Selected excerpt =
Metropolitan Police says Operation Safeway has changed road users' behaviour in London

Detailed figures of six-week safety drive show nearly 14,000 fined or summonsed, 3 in 10 of them cyclists

by Simon_MacMichael   January 7, 2014  

Metropolitan Police.jpg

The Metropolitan Police says that it has seen a change of behaviour among road users as a result of its Operation Safeway campaign, which saw 2,500 officers deployed at 170 junctions throughout London following the deaths of six cyclists in a two-week period in November.

The campaign, which has seen nearly 14,000 fixed penalty notices (FPNs) or reports for summons issued, was due to end last Friday 3 January but has been extended further into the new year to reinforce the road safety message.

Detective Chief Superintendent Glyn Jones of the MPS Road Traffic Unit commented: “The public’s response to the operation has been really encouraging.

“We've noticed that road users are generally behaving in a much safer manner, and we have issued fewer fixed penalty notices as the operation has progressed.

"However, a lot of people have taken time off over Christmas and we’re really keen to remind them to stay safe on the roads as they resume their journeys to and from work today.

“This week, officers will be out again at key junctions, advising road users and enforcing the law where necessary. We want 2014 to be a safe year for all road users.”

In his regular Ask Boris radio show on LBC this morning, Mayor of London Boris Johnson said: "Can I pay tribute to the Met Police and their safety initiative in the past few weeks. Many fines have gone out, many to motorists. There are two sides to the problem."

Data lines =
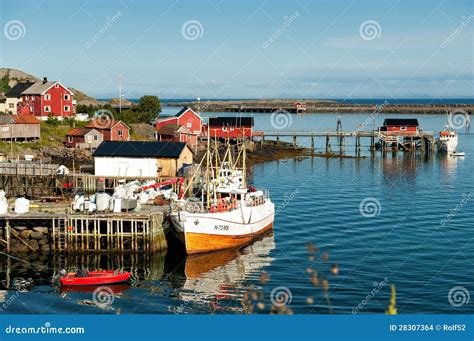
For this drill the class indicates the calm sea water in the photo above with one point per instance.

Exercise 1 = Substitute "initiative" for "campaign" in the Operation Safeway article, and give the passage starting at "The campaign, which" and ending at "road safety message.".
Exercise 2 = Pick up the news story on Operation Safeway after its final sentence and continue it.

Reply 1 =
The initiative, which has seen nearly 14,000 fixed penalty notices (FPNs) or reports for summons issued, was due to end last Friday 3 January but has been extended further into the new year to reinforce the road safety message.

Reply 2 =
There were mixed views among people interviewed for a BBC News London report about whether the change in attitudes that DCS Jones claimed had happened as a result of the operation reflected the reality, however.

One female cyclist, wearing a helmet and hi-visibility jacket – during Operation Safeway, some riders were stopped by officers and advised they should be wearing such safety equipment, as recommended in the Highway Code – said: “I always take the same amount of care and it hasn’t affected me personally but I’ve seen cyclists being pulled over.”

Asked if she thought it had affected the behaviour of some cyclists, she replied: “I hope it’s affected the more reckless ones.”

A taxi driver said: “At every junction you see more police around, especially cyclists, you can see them riding a lot proper [sic].”

A male bike rider was asked whether he believed the operation was having an impact. He said: “Not yet. I haven’t noticed it. I think it’s too soon to tell.”

Detailed figures released by the police show that three in ten of the FPNs or reports for summons were given to cyclists, the remainder to motorists, and also show the variety of offences involved:

Cyclists (4,085 FPNs or reports for summons)

Contravening traffic signals = 1,225
Using a pedal cycle without lights at night = 1,598
Cycling on a footway = 988
Other = 274

Motorists (9,733 FPNs or reports for summons)

Contravening traffic signals = 1,056
Using a phone while driving = 2,424
Failing to wear a seatbelt = 2,437
Driving without due care = 87
Driving in a cycle lane = 42
Other (can include driving without insurance and faults with vehicle) = 3,687

Police say that around 900 of those 1,598 FPNs issued to cyclists for riding without lights were cancelled after the riders in question went to designated locations to show that they had fitted lights to their bikes.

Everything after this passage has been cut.